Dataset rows
◆ ◆ ◆ ◆ ◆ ◆ ◆

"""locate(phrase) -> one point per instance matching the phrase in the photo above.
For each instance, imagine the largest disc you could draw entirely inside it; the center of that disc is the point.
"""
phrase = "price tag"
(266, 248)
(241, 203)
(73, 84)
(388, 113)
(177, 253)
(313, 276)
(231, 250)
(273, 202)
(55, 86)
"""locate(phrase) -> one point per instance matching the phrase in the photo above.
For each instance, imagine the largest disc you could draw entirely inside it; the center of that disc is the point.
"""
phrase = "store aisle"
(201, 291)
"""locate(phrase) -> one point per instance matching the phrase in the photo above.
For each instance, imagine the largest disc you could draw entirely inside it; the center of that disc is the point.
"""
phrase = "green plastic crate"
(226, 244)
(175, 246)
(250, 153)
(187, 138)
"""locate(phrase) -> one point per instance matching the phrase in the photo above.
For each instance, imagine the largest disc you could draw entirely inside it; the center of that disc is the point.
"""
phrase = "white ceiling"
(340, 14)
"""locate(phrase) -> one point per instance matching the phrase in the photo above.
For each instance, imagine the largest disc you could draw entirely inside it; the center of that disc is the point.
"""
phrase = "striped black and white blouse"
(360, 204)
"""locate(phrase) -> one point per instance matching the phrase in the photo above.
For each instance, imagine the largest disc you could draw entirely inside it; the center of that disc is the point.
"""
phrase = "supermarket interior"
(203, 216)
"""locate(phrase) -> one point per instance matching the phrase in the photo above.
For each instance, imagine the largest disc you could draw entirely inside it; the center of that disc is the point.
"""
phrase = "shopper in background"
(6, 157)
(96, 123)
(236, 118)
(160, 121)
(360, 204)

◆ ◆ ◆ ◆ ◆ ◆ ◆

# REQUIREMENTS
Please copy every one of the rows above word for word, without changing anything.

# RESULT FOR THIS EXERCISE
"""locate(phrase) -> one point per instance matching the phrase in the photo above.
For each instance, imagine the largest disc you could draw entirely inside it; the center of that disc is the point.
"""
phrase = "price tag"
(266, 248)
(241, 203)
(73, 84)
(388, 113)
(177, 253)
(313, 276)
(231, 250)
(273, 202)
(55, 86)
"""locate(phrase) -> one point per instance matching the phrase in the photo above.
For each instance, imagine the largest disc you could draw entirely inside it; the center of that disc is the point.
"""
phrase = "store aisle"
(201, 291)
"""locate(phrase) -> one point per instance matching the phrase in the photo above.
For each instance, imagine the largest disc you could draw entirely inside it; the center of that disc is the point.
"""
phrase = "green plastic crate"
(226, 244)
(175, 246)
(250, 153)
(187, 138)
"""locate(phrase) -> one point per instance matching the phrase in the photo above.
For each instance, imagine the largest disc you could draw entirely inside it; the center of that disc is the point.
"""
phrase = "white ceiling"
(340, 14)
"""locate(phrase) -> one point per instance matching the phrase in the photo above.
For each instance, imagine the largest disc you could draw entirely inside it; the center of that disc is the point.
"""
phrase = "striped black and white blouse"
(360, 204)
"""locate(phrase) -> one point per instance matching the phrase in the photo above.
For each instance, imagine the largest disc you could draw entirely inside it; the center of that disc is the point.
"""
phrase = "supermarket interior"
(203, 216)
"""locate(phrase) -> one point per instance matching the phrase in the photo above.
For each instance, imagine the largest disc you could draw entirely inside it; the center of that disc is the point.
"""
phrase = "shopper in background"
(6, 157)
(96, 123)
(236, 118)
(160, 121)
(360, 204)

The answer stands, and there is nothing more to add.